Material for this exercise Start Marker
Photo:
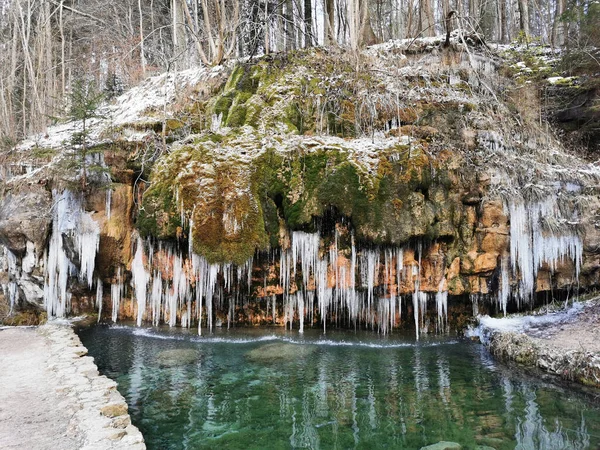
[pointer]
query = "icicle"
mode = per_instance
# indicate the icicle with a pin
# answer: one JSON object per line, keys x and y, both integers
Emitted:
{"x": 156, "y": 297}
{"x": 88, "y": 241}
{"x": 99, "y": 293}
{"x": 139, "y": 279}
{"x": 531, "y": 246}
{"x": 504, "y": 290}
{"x": 108, "y": 205}
{"x": 116, "y": 292}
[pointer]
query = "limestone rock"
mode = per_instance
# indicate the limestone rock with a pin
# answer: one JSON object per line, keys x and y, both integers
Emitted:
{"x": 114, "y": 409}
{"x": 25, "y": 215}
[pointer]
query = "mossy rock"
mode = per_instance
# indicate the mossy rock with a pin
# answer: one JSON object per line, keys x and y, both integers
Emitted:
{"x": 177, "y": 357}
{"x": 280, "y": 352}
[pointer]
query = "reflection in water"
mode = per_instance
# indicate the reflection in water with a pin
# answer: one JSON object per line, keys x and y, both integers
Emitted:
{"x": 302, "y": 395}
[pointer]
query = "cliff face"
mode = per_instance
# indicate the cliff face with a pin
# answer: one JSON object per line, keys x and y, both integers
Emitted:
{"x": 312, "y": 187}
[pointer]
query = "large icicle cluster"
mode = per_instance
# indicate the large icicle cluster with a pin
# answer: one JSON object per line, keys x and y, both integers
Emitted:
{"x": 70, "y": 225}
{"x": 347, "y": 287}
{"x": 168, "y": 283}
{"x": 533, "y": 245}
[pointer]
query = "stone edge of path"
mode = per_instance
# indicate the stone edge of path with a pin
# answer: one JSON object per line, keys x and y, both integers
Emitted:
{"x": 101, "y": 412}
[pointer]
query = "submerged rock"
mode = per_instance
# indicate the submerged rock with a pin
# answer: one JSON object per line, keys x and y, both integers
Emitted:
{"x": 177, "y": 357}
{"x": 279, "y": 351}
{"x": 443, "y": 445}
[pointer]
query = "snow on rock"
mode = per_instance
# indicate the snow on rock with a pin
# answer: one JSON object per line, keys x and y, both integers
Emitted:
{"x": 522, "y": 323}
{"x": 141, "y": 104}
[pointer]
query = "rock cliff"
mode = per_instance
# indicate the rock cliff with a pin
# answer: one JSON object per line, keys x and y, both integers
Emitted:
{"x": 315, "y": 187}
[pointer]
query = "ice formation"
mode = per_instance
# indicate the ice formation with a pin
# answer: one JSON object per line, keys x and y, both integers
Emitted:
{"x": 8, "y": 263}
{"x": 116, "y": 293}
{"x": 71, "y": 227}
{"x": 533, "y": 246}
{"x": 347, "y": 286}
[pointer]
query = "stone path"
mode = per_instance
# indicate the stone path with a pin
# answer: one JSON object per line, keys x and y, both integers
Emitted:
{"x": 52, "y": 397}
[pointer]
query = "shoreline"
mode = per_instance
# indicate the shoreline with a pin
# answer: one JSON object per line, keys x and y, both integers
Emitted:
{"x": 46, "y": 374}
{"x": 564, "y": 343}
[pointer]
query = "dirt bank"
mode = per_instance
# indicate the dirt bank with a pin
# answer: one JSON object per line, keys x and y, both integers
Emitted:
{"x": 565, "y": 343}
{"x": 52, "y": 396}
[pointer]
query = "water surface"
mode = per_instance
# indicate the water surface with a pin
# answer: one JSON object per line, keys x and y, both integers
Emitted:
{"x": 270, "y": 389}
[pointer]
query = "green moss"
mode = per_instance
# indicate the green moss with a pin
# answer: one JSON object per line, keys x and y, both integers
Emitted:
{"x": 158, "y": 215}
{"x": 222, "y": 105}
{"x": 236, "y": 116}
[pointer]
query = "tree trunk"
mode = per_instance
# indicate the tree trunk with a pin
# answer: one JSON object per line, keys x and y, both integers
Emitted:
{"x": 503, "y": 22}
{"x": 329, "y": 21}
{"x": 558, "y": 35}
{"x": 426, "y": 23}
{"x": 308, "y": 36}
{"x": 524, "y": 19}
{"x": 289, "y": 25}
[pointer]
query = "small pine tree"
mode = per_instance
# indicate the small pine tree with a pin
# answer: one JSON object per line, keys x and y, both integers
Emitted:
{"x": 85, "y": 100}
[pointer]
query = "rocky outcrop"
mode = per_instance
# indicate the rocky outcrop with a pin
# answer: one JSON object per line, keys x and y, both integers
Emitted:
{"x": 25, "y": 218}
{"x": 563, "y": 343}
{"x": 311, "y": 184}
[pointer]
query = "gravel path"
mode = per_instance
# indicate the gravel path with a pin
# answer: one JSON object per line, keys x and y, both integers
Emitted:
{"x": 52, "y": 397}
{"x": 29, "y": 414}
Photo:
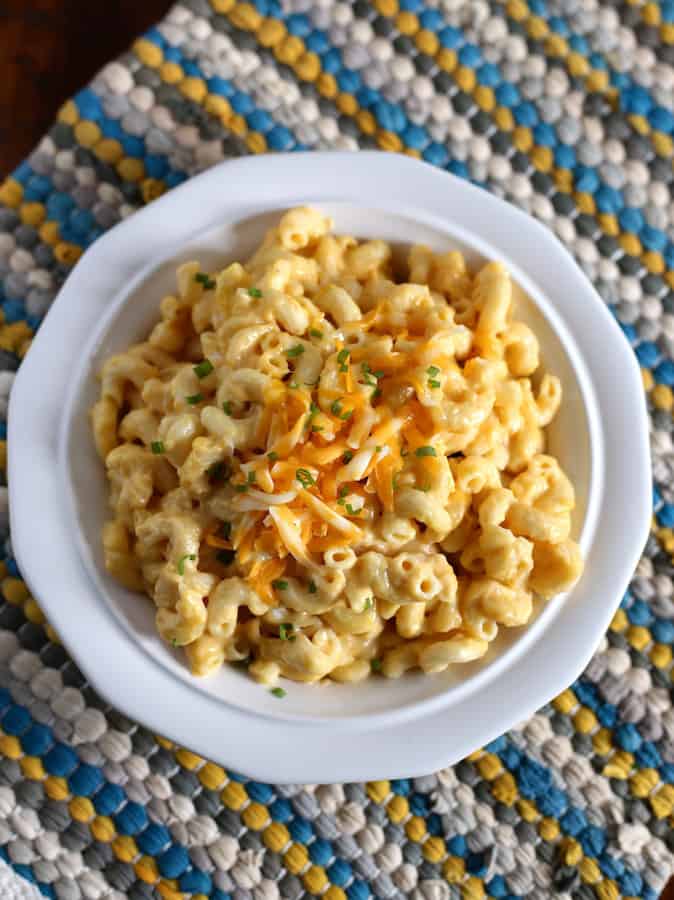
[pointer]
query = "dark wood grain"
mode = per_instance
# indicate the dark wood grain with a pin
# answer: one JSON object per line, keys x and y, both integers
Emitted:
{"x": 51, "y": 48}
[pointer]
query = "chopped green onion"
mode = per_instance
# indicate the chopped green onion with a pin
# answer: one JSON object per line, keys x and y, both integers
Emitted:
{"x": 285, "y": 632}
{"x": 218, "y": 472}
{"x": 181, "y": 562}
{"x": 205, "y": 279}
{"x": 204, "y": 368}
{"x": 304, "y": 477}
{"x": 313, "y": 411}
{"x": 425, "y": 451}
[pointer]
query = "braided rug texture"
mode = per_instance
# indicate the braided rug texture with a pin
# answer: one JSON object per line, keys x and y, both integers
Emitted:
{"x": 562, "y": 107}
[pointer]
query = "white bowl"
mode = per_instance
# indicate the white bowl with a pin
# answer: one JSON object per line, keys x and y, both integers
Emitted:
{"x": 58, "y": 491}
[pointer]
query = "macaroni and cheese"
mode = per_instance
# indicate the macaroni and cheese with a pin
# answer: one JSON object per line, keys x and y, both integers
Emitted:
{"x": 320, "y": 470}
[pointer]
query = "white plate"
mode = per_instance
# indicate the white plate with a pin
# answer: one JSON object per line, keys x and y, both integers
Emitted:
{"x": 333, "y": 732}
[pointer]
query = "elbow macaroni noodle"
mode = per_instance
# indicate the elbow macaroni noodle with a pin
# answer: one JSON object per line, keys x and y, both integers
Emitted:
{"x": 322, "y": 471}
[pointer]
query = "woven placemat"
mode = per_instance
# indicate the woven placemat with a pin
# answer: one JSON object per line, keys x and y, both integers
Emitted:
{"x": 564, "y": 108}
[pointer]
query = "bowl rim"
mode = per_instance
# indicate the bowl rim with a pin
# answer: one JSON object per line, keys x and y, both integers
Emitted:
{"x": 405, "y": 182}
{"x": 414, "y": 708}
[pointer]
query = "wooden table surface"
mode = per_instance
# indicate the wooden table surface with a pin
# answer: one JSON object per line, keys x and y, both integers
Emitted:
{"x": 51, "y": 48}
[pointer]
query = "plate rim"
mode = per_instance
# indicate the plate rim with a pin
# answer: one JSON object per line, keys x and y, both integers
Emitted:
{"x": 355, "y": 170}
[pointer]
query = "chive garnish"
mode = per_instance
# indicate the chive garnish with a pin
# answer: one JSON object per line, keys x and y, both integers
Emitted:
{"x": 342, "y": 358}
{"x": 205, "y": 279}
{"x": 304, "y": 477}
{"x": 204, "y": 368}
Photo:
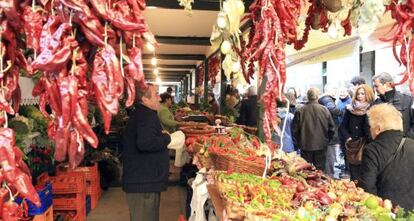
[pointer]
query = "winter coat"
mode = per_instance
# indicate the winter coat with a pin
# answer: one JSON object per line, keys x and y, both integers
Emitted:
{"x": 248, "y": 112}
{"x": 354, "y": 126}
{"x": 402, "y": 103}
{"x": 312, "y": 127}
{"x": 329, "y": 102}
{"x": 145, "y": 155}
{"x": 341, "y": 105}
{"x": 396, "y": 181}
{"x": 167, "y": 119}
{"x": 285, "y": 115}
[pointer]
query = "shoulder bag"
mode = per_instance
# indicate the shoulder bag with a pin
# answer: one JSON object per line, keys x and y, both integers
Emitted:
{"x": 354, "y": 149}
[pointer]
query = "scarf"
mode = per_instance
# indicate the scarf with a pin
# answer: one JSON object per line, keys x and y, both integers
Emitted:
{"x": 358, "y": 108}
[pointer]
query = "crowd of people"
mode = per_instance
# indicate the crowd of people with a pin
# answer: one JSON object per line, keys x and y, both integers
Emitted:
{"x": 374, "y": 136}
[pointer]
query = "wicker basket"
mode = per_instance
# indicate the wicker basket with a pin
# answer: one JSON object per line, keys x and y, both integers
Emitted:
{"x": 205, "y": 161}
{"x": 235, "y": 210}
{"x": 241, "y": 165}
{"x": 221, "y": 162}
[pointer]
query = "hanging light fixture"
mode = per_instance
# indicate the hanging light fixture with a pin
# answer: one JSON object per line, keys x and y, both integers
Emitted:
{"x": 154, "y": 61}
{"x": 158, "y": 80}
{"x": 150, "y": 47}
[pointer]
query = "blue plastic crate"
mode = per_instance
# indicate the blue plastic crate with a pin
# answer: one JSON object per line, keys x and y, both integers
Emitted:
{"x": 46, "y": 198}
{"x": 88, "y": 203}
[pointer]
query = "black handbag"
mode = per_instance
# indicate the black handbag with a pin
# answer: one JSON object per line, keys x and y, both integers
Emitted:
{"x": 354, "y": 150}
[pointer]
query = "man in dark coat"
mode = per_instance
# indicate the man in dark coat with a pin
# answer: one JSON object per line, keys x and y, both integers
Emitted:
{"x": 312, "y": 128}
{"x": 395, "y": 180}
{"x": 328, "y": 100}
{"x": 145, "y": 158}
{"x": 383, "y": 85}
{"x": 248, "y": 109}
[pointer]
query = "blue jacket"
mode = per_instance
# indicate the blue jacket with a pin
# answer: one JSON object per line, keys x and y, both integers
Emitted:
{"x": 341, "y": 105}
{"x": 284, "y": 114}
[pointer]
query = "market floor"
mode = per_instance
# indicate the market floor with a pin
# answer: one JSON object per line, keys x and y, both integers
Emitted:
{"x": 113, "y": 205}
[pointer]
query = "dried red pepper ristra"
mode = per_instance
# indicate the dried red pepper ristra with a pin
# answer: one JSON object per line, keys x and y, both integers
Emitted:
{"x": 68, "y": 87}
{"x": 33, "y": 23}
{"x": 9, "y": 8}
{"x": 81, "y": 124}
{"x": 52, "y": 89}
{"x": 16, "y": 98}
{"x": 76, "y": 149}
{"x": 107, "y": 79}
{"x": 10, "y": 211}
{"x": 62, "y": 140}
{"x": 52, "y": 60}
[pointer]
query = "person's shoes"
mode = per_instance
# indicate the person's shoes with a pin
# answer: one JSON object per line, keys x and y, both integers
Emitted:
{"x": 344, "y": 175}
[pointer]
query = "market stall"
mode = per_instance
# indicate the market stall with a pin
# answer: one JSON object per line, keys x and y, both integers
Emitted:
{"x": 82, "y": 62}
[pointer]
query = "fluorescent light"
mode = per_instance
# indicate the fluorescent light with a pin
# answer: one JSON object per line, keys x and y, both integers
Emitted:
{"x": 150, "y": 47}
{"x": 154, "y": 61}
{"x": 158, "y": 80}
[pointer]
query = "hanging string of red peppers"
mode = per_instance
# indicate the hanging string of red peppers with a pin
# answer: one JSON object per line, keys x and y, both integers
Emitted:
{"x": 85, "y": 51}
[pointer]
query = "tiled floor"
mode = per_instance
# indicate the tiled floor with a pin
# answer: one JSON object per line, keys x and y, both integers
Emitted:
{"x": 113, "y": 205}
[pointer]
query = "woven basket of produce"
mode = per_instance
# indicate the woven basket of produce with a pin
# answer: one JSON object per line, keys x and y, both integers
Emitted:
{"x": 205, "y": 161}
{"x": 235, "y": 210}
{"x": 196, "y": 147}
{"x": 254, "y": 166}
{"x": 221, "y": 161}
{"x": 191, "y": 131}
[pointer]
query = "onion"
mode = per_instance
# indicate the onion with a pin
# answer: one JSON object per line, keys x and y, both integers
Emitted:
{"x": 225, "y": 47}
{"x": 332, "y": 5}
{"x": 240, "y": 7}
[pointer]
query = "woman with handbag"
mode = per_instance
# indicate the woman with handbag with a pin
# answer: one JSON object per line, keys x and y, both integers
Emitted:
{"x": 355, "y": 129}
{"x": 388, "y": 161}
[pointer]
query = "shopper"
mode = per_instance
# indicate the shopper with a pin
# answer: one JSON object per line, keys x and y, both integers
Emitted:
{"x": 167, "y": 119}
{"x": 248, "y": 109}
{"x": 344, "y": 100}
{"x": 354, "y": 127}
{"x": 214, "y": 105}
{"x": 292, "y": 101}
{"x": 312, "y": 128}
{"x": 286, "y": 121}
{"x": 145, "y": 158}
{"x": 388, "y": 161}
{"x": 328, "y": 100}
{"x": 384, "y": 86}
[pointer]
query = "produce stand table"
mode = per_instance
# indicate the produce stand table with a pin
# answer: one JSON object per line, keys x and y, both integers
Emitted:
{"x": 218, "y": 202}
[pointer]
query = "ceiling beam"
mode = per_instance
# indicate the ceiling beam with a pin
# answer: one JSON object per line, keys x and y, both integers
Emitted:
{"x": 181, "y": 73}
{"x": 171, "y": 66}
{"x": 197, "y": 57}
{"x": 175, "y": 40}
{"x": 208, "y": 5}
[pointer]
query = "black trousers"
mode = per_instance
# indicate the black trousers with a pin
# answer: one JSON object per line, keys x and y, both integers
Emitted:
{"x": 144, "y": 206}
{"x": 317, "y": 158}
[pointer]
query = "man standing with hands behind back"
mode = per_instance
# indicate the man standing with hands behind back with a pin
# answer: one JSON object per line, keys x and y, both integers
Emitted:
{"x": 145, "y": 158}
{"x": 384, "y": 86}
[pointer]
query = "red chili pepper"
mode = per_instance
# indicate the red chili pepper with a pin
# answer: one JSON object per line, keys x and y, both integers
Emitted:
{"x": 62, "y": 139}
{"x": 10, "y": 211}
{"x": 76, "y": 150}
{"x": 33, "y": 22}
{"x": 81, "y": 124}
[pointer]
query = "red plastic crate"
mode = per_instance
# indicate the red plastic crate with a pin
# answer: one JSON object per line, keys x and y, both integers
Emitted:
{"x": 70, "y": 202}
{"x": 64, "y": 184}
{"x": 46, "y": 216}
{"x": 90, "y": 172}
{"x": 72, "y": 215}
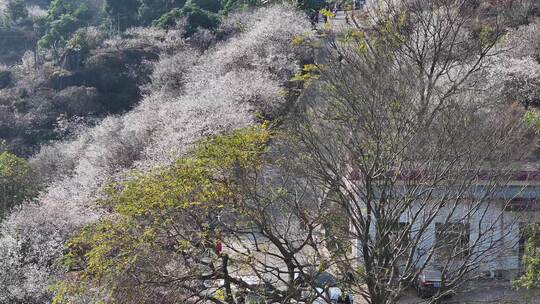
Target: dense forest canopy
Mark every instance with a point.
(137, 135)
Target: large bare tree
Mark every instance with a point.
(397, 125)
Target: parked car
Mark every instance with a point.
(428, 282)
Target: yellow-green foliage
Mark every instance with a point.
(309, 72)
(148, 206)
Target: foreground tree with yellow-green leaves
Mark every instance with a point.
(195, 229)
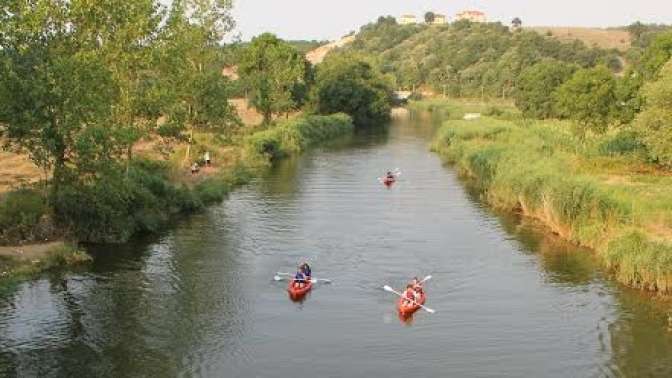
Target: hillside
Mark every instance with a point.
(602, 38)
(469, 59)
(317, 55)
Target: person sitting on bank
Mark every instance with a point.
(195, 168)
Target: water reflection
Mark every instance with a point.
(199, 300)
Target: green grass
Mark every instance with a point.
(597, 192)
(13, 271)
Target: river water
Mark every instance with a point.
(200, 299)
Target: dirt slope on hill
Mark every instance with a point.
(604, 38)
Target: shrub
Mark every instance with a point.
(20, 213)
(114, 205)
(625, 142)
(296, 135)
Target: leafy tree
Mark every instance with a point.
(187, 85)
(534, 93)
(656, 55)
(588, 98)
(655, 121)
(274, 73)
(350, 84)
(66, 83)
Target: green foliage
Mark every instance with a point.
(641, 262)
(655, 121)
(296, 135)
(656, 55)
(534, 94)
(349, 84)
(116, 205)
(623, 143)
(466, 59)
(544, 171)
(20, 213)
(275, 74)
(588, 98)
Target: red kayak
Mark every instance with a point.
(297, 292)
(407, 309)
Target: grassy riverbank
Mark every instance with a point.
(24, 262)
(598, 192)
(150, 192)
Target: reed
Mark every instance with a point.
(596, 192)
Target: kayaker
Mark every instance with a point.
(417, 285)
(409, 295)
(305, 269)
(299, 279)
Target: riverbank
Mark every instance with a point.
Material for this exercise End Marker
Only a number should be returned: how many lines in the material contain "shoreline"?

2